Coordinate annotation records:
## Begin

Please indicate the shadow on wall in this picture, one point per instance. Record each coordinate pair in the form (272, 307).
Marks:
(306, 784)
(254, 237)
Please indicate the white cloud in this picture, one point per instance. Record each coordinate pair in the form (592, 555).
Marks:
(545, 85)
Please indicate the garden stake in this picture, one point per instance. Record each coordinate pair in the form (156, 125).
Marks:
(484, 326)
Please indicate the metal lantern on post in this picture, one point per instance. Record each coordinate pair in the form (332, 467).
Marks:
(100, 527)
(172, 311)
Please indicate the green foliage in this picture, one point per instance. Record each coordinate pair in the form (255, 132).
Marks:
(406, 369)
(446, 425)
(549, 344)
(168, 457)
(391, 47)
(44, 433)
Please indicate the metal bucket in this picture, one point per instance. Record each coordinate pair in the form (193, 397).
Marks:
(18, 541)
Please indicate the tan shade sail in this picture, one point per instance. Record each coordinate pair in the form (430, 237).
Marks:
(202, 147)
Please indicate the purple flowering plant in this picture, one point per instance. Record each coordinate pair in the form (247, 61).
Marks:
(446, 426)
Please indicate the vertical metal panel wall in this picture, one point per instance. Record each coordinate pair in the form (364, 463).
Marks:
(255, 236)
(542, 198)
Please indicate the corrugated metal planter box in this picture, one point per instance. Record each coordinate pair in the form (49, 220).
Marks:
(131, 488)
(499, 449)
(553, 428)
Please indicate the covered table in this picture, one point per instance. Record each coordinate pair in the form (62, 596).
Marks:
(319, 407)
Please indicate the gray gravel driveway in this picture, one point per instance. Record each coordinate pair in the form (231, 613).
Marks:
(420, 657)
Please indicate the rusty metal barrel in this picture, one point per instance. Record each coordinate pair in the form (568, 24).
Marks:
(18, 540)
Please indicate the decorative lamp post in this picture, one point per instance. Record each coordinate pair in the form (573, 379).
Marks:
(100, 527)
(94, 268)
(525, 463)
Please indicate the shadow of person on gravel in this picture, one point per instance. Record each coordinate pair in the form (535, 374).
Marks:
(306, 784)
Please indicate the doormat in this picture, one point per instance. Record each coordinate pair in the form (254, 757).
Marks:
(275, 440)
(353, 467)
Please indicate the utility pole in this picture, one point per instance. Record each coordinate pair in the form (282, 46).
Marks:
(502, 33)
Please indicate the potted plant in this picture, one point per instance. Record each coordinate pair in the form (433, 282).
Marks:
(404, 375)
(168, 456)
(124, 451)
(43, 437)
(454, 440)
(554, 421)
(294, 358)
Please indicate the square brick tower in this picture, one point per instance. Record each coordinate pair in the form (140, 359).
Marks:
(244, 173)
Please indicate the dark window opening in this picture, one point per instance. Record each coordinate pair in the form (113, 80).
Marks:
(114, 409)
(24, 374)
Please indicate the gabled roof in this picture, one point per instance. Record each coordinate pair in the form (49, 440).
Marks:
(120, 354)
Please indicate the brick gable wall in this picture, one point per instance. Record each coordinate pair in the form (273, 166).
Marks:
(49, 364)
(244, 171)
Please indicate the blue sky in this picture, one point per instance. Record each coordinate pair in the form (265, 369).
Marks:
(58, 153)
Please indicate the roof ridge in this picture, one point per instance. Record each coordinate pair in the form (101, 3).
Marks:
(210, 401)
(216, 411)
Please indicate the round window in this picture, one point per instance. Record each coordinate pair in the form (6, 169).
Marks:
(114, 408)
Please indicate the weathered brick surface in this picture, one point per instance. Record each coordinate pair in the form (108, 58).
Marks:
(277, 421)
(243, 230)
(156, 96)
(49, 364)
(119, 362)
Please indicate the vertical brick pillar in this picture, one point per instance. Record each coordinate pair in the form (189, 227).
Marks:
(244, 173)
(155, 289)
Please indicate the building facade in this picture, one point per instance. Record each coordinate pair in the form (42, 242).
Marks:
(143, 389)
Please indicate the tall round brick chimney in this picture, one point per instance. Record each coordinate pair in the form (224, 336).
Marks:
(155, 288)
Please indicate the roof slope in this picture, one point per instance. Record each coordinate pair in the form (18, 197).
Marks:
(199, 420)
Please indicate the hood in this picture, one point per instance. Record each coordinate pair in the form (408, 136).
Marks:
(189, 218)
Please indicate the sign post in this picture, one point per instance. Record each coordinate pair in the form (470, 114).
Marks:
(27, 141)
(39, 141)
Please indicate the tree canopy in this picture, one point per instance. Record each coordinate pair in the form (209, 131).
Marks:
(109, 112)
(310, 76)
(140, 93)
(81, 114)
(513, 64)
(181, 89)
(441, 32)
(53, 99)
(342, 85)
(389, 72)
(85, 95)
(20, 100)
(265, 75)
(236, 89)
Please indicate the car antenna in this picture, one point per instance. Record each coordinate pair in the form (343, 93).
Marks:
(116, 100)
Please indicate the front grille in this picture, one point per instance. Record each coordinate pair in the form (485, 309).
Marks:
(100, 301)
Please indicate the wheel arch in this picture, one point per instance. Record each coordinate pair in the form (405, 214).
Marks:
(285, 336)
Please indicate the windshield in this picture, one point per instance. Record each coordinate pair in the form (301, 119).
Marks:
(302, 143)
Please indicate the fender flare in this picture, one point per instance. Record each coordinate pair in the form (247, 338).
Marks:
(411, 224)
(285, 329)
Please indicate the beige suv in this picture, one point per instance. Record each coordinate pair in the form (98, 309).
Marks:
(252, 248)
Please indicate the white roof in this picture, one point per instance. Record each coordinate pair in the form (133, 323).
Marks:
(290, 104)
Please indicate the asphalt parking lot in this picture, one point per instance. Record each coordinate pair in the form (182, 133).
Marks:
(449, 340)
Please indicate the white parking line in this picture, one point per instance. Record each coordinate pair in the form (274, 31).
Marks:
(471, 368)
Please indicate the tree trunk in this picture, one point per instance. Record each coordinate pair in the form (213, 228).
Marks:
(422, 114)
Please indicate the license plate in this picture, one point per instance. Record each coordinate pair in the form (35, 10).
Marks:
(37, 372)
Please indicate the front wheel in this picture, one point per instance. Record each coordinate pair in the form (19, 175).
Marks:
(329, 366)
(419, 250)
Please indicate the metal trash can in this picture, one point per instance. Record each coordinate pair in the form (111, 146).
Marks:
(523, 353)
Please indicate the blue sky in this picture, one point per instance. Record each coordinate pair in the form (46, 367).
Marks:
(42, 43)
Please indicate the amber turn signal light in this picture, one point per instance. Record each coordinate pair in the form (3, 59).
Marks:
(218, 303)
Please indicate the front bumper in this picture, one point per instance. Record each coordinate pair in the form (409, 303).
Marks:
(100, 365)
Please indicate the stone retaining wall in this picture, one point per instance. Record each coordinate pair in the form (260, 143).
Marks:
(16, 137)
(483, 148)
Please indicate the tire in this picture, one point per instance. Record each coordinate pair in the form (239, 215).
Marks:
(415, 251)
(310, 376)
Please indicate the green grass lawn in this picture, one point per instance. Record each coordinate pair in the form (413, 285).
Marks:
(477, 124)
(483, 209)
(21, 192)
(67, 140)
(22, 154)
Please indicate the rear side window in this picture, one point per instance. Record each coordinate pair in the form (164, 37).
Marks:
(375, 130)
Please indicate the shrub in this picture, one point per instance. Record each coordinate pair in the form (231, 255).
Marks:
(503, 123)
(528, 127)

## End

TASK PROMPT:
Working from the material above, retype it in its entirety without change.

ANSWER TO THIS PROBLEM:
Please indicate the shadow on wall in this picture, one point per instance. Record each coordinate pair in the form (272, 307).
Marks:
(306, 784)
(254, 237)
Please indicate the white cloud in this picture, one point per instance. Record each coordinate pair in the form (592, 555).
Marks:
(545, 85)
Please indicate the garden stake in this picture, one point per instance. Record each coordinate pair in the form (156, 125).
Marks:
(484, 326)
Please indicate the metal lantern on post in this picture, one point per instance. Record each coordinate pair in the form (332, 467).
Marks:
(100, 527)
(172, 311)
Please indicate the green foliage in this picture, one point per instance. Record each coordinate pair in the form (255, 132).
Marks:
(406, 369)
(446, 425)
(549, 344)
(168, 457)
(391, 47)
(44, 433)
Please indicate the metal bucket in this picture, one point per instance. Record each coordinate pair in the form (193, 397).
Marks:
(18, 541)
Please indicate the tan shade sail in this picture, one point per instance. Record each coordinate pair in the form (430, 237).
Marks:
(202, 147)
Please indicate the purple flowering plant in this picture, one point per instance. Record each coordinate pair in the form (247, 61).
Marks:
(446, 426)
Please indicate the vertical metal panel wall in this picture, one point per instance. Record each coordinate pair in the form (364, 463).
Marks:
(255, 236)
(542, 198)
Please indicate the corrugated metal planter box in this picture, one point per instance. Record each coordinate pair in the form (49, 220).
Marks:
(131, 488)
(499, 449)
(553, 428)
Please indicate the covered table in this picture, one point per instance. Record each coordinate pair in the form (62, 596).
Marks:
(319, 407)
Please indicate the gray gravel driveway in this picture, one point per instance. Record each coordinate pair in the form (231, 613).
Marks:
(420, 657)
Please indicate the rusty metal barrel in this picture, one point per instance. Record each coordinate pair in the form (568, 24).
Marks:
(18, 540)
Please indicate the decorative lamp post in this picture, one point per instance. Record each coordinate pair in the form (573, 379).
Marks:
(100, 527)
(94, 268)
(525, 463)
Please indicate the shadow of person on gravel in this picture, one point per instance. Record each coordinate pair in the form (535, 374).
Marks:
(306, 784)
Please indicate the doormat in this picture, one point per instance. Record each coordinate pair in the form (254, 757).
Marks:
(275, 440)
(353, 467)
Please indicate the utility pole in this picture, one point per instance. Record each coordinate pair in the form (282, 46).
Marks:
(502, 33)
Please indicate the potted plant in this picture, one point per instance. Record each coordinate pair in the form (433, 282).
Marks:
(404, 375)
(168, 456)
(124, 451)
(43, 437)
(454, 440)
(554, 421)
(294, 358)
Please indicate the square brick tower in this picture, one point per instance. Record each coordinate pair in the form (140, 359).
Marks:
(244, 173)
Please indicate the dark window opening in this picture, one point per instance. Record each coordinate pair in the form (113, 80).
Marks:
(114, 409)
(24, 374)
Please indicate the gabled roof in this picture, one point per instance. Record each coordinate pair in the form (49, 440).
Marks:
(120, 354)
Please indicate the brick gable wall in this picture, one point per instance. Record each coordinate pair in the form (273, 166).
Marks:
(49, 364)
(244, 171)
Please indicate the blue sky in this picture, one point per instance. Record each coordinate pair in the form (265, 369).
Marks:
(58, 153)
Please indicate the roof ridge in this picture, one point per instance. Record each coordinate pair in the form (101, 3).
Marks:
(210, 401)
(216, 411)
Please indicate the round window in this picture, one point per instance. Record each coordinate pair in the form (6, 169).
Marks:
(114, 408)
Please indicate the weathered brick surface in this picture, one point per instance. Record each coordinate pair in the form (108, 58).
Marks:
(277, 421)
(243, 230)
(156, 96)
(49, 364)
(119, 362)
Please indicate the vertical brick pillar in this picture, one point per instance. Record each coordinate pair in the form (189, 227).
Marks:
(244, 173)
(155, 289)
Please indicate the building facade in this picture, one point per instance. Record each coordinate pair in the form (42, 242).
Marks:
(143, 389)
Please indicate the tall round brick chimney in this picture, one point per instance. Record each coordinate pair in the form (224, 336).
Marks:
(155, 288)
Please indicate the roof slope in this picture, one point per instance. Record each coordinate pair in the form (18, 197).
Marks:
(199, 420)
Please indicate the hood in this picture, one point per instance. Record each coordinate pair in the form (408, 136).
Marks:
(189, 218)
Please indicate the sign post in this picture, one point per instance. Record each coordinate pair in the form (470, 114).
Marks:
(27, 141)
(39, 141)
Please indicate the tree canopy in this picture, one point per instance. Record each coordinate pair in the form (209, 131).
Marks:
(109, 112)
(310, 76)
(140, 93)
(81, 114)
(513, 64)
(181, 89)
(441, 32)
(53, 99)
(342, 85)
(389, 72)
(85, 95)
(20, 100)
(265, 75)
(236, 89)
Please indicate the car antenna in this picture, one point per instance. Record each coordinate pair in the form (343, 93).
Marks:
(116, 100)
Please indicate the front grille in this picture, one point per instance. Record each coordinate pair in the form (485, 309).
Marks:
(100, 301)
Please indicate the wheel arch in this picture, one point per instance. Record each coordinate pair in the form (405, 214).
Marks:
(285, 336)
Please indicate the windshield in this picture, one point per instance. Record each coordinate pair in the form (301, 119).
Marks:
(302, 143)
Please indicate the fender flare in this picture, one point per instance. Record each coordinate pair in the form (247, 338).
Marks:
(411, 224)
(285, 329)
Please indicate the beige suv in this picture, one point per instance. Record each coordinate pair in the form (98, 309).
Marks:
(252, 248)
Please indicate the white roof in this picture, one point per instance. Record each coordinate pair in the form (133, 323).
Marks:
(290, 104)
Please indicate the asphalt parking lot in this picture, one point per instance. Record each coordinate pair in the form (182, 133).
Marks:
(449, 340)
Please indicate the white parking line in this picture, one point per instance. Record each coordinate pair in the form (274, 31).
Marks:
(471, 368)
Please indicate the tree trunk in this picture, one point per instance. Record each coordinate pair in the form (213, 228).
Marks:
(422, 114)
Please indicate the license plate in this picture, one point per instance. Record each coordinate pair in the form (35, 10).
Marks:
(37, 372)
Please indicate the front wheel in this picture, one point per instance. Record each coordinate pair in the form (19, 175).
Marks:
(329, 366)
(419, 250)
Please indicate the metal trash can in this picture, one point per instance. Record each coordinate pair in the form (111, 146).
Marks:
(523, 353)
Please indicate the blue sky in this picture, one point per instance. Record each coordinate pair in the form (46, 367).
Marks:
(42, 43)
Please indicate the amber turn signal light in this picture, one point per instance. Record each coordinate pair in the form (3, 59).
Marks:
(218, 303)
Please indicate the front bumper in this picture, one point per instance. Record each coordinate pair in the form (409, 303).
Marks:
(100, 365)
Please indicate the stone retaining wall in this picture, one point per instance. Record each coordinate pair in the form (260, 143).
Marks:
(16, 137)
(483, 148)
Please indicate the tire in this picture, one point per instance. Record each coordinate pair in the form (239, 215).
Marks:
(415, 251)
(310, 376)
Please indicate the green grass lawn in this picture, one point per instance. Record each coordinate pair in the form (413, 285).
Marks:
(477, 124)
(483, 209)
(21, 192)
(67, 140)
(22, 154)
Please indicate the rear side window in this picture, one point per instance. Record each coordinate pair in the form (164, 37).
Marks:
(375, 130)
Please indicate the shrub in this picture, one point per instance. Record each coordinate pair in the form (231, 255).
Marks:
(503, 123)
(528, 127)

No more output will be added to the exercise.